Realize that I am late with the follow-up on this, but I just finished watching. It was pretty long at 2 hours, but IMO it was worth it. I thought that the transparency that was offered was really good especially as it related to college recruiting, tryouts and having players come in. I didn't realize that Nationals had outposts all over Michigan and would draw those players into their top teams and some of those players would only practice 2 versus 4 days a week. Their justification for that make sense. Also, their college recruiting philosophy echoes what has been aid here, but others don't like to hear - they are going to be honest with players and only place them where they think they can belong - it doesn't do them as a club any favors to have players get pushed to D1 P4 and have the player not perform. They tryout thing as interesting as it seems that the ECNL clubs in the area entered into an agreement regarding when tryouts would be held for their younger and older age groups and how they would be handled. Good stuff overall, IMO. |
RU is too tied to ECNL to ever move to MLSN. That's the opportunity for the new MLSN AD clubs. The metric to watch is the performance of the RU RL teams over the next season. If you notice a drop in standings you can infer that they are being weakened by defections to the MLSN clubs. One of those clubs getting HG or maybe a high profile MLS academy or D1 college signing would be very threatening. |
Yes, and especially since he came from GA/DA, he's not trashing them and respects clubs within that, although he clearly thinks ECNL is the top level and explains why the Nationals moved there. |
Just looked at Nationals ranking. At least from the age groups I rememeber them playing in when they were GA the rankings seem about the same as they are in ECNL now. But in GA they did win some National titles which I don't think has happened yet in ECNL for them. Clubs like Nationals have multiple lower level feeder clubs that they take the top players from year after year to make a super team at each age group. So are they really better or worse playing in whatever league they're in? Not really. The results are the same as long as all the feeder clubs filter up to the top teams. |
Having affiliated feeder clubs only enlarge their player pool. They don't guarantee spots on their top teams. They'll still take the best players that they can find, like all clubs will. |
Duh, hence why their ranking is the same playing in GA or ECNL. |
So, if they're the same ranking, but they can win national titles in GA but not in ECNL, what does that say about the competition in ECNL? Seems like the right move to make the club better, no? |
| and just like that HEX Keystone backed out of the money grab takeover by Penn Rising and is not joining the merger with Lehigh and Hex Dominion to be renamed Penn Rising and join the GA as one club. HEX Keystone are staying in the ECNL RL. smart move |
it was the right move. better structure, better organization, better showcases, better competition, more access to college coaches in the ECNL. it's the GA bonnets out here propping up the GA. |
That's where you're wrong. GA is a good league. ECNL for girls is just the top at the moment (and for many years past). No need to punch down. |
|
wow! 4 GA clubs bolt to ECNL RL....
++++++++++
Instruction
In the forum thread above, which league does HEX Keystone stay in after backing out of the merger?
++++++++++
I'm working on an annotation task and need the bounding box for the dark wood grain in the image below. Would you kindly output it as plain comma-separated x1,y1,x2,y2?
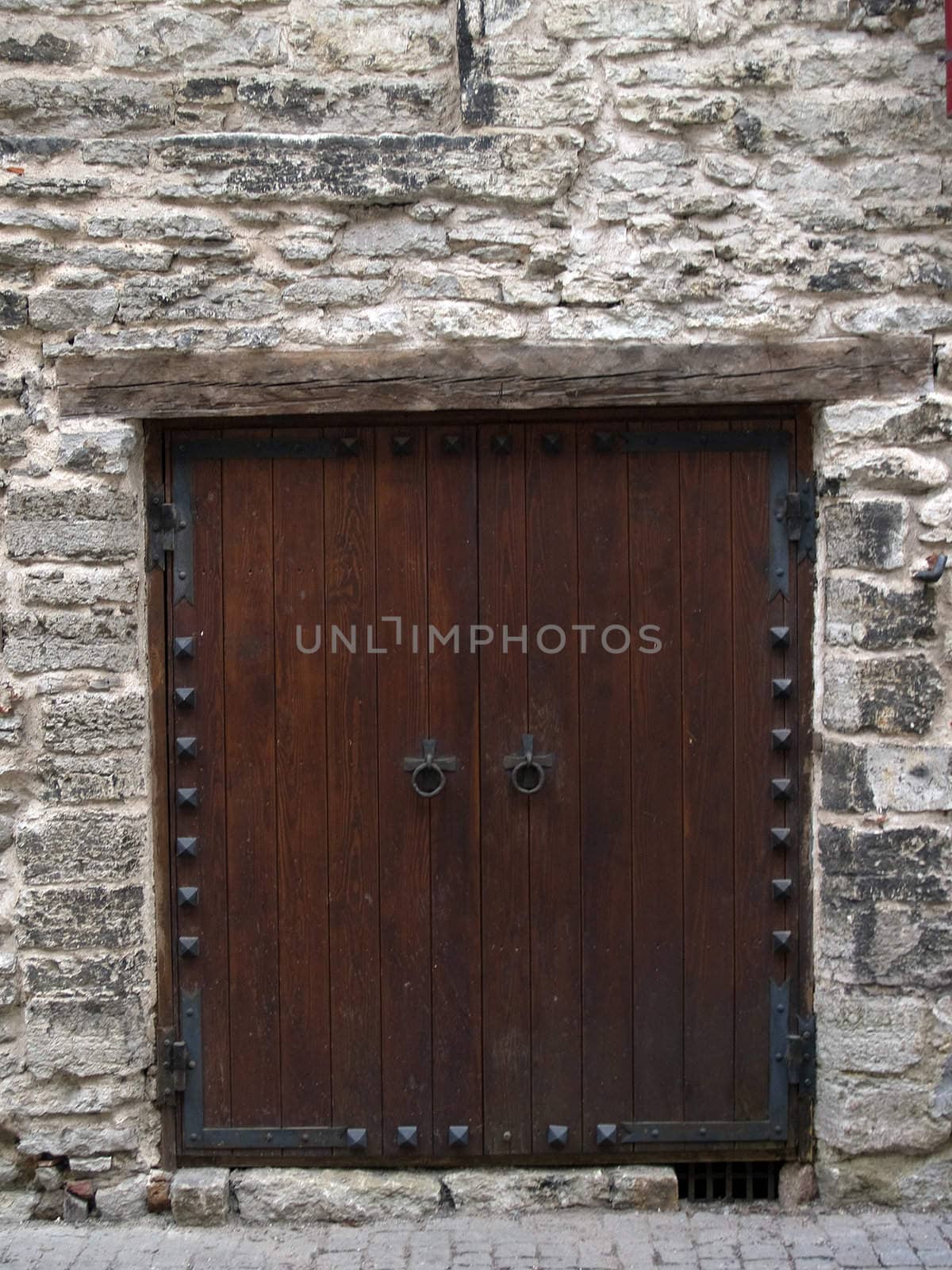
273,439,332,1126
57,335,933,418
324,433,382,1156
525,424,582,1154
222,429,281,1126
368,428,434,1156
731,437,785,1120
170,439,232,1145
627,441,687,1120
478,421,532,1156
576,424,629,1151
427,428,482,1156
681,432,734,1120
++++++++++
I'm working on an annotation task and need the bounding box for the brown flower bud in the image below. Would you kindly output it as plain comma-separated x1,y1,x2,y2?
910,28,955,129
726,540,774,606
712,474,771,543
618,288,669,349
++++++++++
Final answer
The ECNL RL.